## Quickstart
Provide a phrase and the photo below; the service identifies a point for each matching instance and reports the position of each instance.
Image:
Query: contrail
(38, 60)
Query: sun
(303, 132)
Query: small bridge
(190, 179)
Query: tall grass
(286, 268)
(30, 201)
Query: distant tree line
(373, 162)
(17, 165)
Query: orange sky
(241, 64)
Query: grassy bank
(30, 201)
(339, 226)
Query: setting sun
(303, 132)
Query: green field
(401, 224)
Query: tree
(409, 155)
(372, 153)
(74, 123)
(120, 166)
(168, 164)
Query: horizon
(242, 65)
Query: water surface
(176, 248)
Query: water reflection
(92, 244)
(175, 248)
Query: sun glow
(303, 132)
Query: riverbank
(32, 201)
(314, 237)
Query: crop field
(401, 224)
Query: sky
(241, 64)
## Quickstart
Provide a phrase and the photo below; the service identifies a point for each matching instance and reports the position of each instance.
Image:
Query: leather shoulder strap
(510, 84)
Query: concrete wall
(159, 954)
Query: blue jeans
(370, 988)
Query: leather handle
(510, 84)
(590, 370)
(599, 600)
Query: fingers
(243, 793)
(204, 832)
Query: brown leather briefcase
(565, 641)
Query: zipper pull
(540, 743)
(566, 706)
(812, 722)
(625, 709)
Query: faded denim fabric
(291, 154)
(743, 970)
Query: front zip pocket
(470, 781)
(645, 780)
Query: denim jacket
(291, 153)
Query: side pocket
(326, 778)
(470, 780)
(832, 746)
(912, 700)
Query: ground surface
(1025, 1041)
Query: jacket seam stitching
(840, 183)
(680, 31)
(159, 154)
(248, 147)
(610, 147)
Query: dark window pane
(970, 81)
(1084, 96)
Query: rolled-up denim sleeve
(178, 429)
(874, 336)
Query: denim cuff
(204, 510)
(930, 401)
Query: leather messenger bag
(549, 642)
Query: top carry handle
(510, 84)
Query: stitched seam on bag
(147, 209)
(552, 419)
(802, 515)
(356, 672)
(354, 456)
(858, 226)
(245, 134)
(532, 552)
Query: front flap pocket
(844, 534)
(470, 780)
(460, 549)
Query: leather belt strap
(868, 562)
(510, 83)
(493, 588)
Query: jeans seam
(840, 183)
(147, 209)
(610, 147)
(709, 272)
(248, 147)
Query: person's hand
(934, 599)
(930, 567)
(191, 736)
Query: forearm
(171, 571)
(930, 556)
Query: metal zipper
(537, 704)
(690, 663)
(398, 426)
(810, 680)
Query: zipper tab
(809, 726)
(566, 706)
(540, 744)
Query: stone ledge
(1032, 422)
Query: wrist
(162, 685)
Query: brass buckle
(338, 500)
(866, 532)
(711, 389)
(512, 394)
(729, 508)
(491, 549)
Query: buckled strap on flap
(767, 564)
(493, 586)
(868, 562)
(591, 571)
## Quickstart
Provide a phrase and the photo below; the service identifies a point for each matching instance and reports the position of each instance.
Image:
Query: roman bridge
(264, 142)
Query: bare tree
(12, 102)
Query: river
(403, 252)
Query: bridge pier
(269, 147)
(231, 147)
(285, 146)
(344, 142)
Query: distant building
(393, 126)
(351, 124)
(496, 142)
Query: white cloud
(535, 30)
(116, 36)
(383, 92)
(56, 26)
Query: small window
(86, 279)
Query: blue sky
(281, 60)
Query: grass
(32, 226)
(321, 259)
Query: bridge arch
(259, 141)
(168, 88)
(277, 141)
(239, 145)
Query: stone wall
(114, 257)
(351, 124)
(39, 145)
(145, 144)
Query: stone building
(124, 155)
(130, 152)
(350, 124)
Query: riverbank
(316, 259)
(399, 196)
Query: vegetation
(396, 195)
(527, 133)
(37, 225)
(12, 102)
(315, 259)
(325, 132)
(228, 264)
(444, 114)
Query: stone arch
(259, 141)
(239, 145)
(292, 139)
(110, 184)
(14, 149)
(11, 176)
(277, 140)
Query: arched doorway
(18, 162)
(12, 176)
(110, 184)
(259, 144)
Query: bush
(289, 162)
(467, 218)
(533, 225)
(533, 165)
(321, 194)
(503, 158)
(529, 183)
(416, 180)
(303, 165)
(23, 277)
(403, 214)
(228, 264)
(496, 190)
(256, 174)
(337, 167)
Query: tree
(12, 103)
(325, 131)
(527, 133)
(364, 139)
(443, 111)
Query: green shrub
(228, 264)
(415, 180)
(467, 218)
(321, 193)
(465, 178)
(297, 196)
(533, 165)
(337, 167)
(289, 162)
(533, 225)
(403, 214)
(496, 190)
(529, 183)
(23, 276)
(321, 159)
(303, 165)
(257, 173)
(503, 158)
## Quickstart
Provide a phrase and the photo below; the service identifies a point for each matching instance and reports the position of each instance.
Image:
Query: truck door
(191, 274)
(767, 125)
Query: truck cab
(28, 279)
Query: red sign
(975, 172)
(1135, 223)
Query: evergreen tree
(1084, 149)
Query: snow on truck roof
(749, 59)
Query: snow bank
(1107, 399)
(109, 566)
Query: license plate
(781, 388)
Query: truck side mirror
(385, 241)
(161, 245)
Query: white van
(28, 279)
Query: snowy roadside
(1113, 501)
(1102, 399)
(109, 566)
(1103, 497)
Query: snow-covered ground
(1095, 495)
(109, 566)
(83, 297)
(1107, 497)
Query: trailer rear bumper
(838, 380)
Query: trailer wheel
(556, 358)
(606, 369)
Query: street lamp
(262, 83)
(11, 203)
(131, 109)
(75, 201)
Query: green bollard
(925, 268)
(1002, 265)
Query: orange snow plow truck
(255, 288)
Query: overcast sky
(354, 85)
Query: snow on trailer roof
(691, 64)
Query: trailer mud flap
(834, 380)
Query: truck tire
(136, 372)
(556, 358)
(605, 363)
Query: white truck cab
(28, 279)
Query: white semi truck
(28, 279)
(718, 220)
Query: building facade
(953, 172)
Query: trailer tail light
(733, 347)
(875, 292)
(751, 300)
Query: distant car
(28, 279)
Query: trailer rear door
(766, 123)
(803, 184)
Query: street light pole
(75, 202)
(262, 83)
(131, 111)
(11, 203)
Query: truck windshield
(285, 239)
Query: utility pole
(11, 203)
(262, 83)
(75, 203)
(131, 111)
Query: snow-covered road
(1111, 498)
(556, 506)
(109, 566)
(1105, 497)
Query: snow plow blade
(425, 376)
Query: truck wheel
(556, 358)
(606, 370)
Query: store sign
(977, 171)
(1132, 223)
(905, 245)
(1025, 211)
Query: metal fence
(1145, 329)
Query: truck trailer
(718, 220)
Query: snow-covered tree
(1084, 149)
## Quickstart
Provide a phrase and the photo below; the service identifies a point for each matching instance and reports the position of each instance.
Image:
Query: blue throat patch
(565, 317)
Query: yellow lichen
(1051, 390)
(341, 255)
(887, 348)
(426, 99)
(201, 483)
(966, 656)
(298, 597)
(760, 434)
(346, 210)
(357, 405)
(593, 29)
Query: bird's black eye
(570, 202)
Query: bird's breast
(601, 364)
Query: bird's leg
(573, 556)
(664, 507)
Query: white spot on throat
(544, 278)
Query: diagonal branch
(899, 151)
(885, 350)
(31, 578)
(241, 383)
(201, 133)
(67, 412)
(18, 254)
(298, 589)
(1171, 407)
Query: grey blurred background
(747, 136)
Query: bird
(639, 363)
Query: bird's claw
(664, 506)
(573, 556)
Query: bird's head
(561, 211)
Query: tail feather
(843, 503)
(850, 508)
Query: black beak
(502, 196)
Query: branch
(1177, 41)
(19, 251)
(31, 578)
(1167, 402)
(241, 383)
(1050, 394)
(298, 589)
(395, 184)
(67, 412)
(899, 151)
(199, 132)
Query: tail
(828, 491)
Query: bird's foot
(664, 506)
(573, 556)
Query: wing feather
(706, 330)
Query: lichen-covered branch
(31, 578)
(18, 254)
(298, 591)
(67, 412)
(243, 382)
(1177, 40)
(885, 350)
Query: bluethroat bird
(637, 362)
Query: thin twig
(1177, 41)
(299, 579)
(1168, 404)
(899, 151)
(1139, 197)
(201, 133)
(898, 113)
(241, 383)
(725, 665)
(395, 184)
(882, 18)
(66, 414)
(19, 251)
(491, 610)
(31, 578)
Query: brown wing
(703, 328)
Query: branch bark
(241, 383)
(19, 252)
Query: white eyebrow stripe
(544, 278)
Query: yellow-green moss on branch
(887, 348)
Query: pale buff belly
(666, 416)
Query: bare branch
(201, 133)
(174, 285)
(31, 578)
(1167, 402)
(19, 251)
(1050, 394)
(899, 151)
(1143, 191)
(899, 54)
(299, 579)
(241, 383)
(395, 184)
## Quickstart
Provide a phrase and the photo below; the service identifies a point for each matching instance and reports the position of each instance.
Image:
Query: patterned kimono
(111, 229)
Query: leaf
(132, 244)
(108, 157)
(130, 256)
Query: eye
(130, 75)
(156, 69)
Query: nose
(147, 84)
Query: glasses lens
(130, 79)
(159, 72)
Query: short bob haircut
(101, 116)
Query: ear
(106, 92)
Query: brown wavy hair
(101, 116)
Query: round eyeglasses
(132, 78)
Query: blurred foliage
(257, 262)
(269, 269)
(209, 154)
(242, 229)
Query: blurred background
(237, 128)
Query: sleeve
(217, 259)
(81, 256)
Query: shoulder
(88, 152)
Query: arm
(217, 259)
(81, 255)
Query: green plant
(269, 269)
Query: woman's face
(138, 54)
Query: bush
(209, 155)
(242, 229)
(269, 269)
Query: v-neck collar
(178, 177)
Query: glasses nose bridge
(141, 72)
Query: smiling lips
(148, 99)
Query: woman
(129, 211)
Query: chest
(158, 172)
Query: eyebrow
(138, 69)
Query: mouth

------------------------------

→ Exercise:
Output exactly the lines from the one containing "Query: woman's face" through the last line of the records, both included. Output nothing else.

→ Answer section:
Query: woman's face
(138, 54)
Query: bush
(209, 155)
(242, 229)
(269, 269)
Query: v-neck collar
(178, 177)
Query: glasses nose bridge
(141, 72)
Query: smiling lips
(148, 99)
Query: woman
(129, 211)
Query: chest
(158, 172)
Query: eyebrow
(138, 69)
Query: mouth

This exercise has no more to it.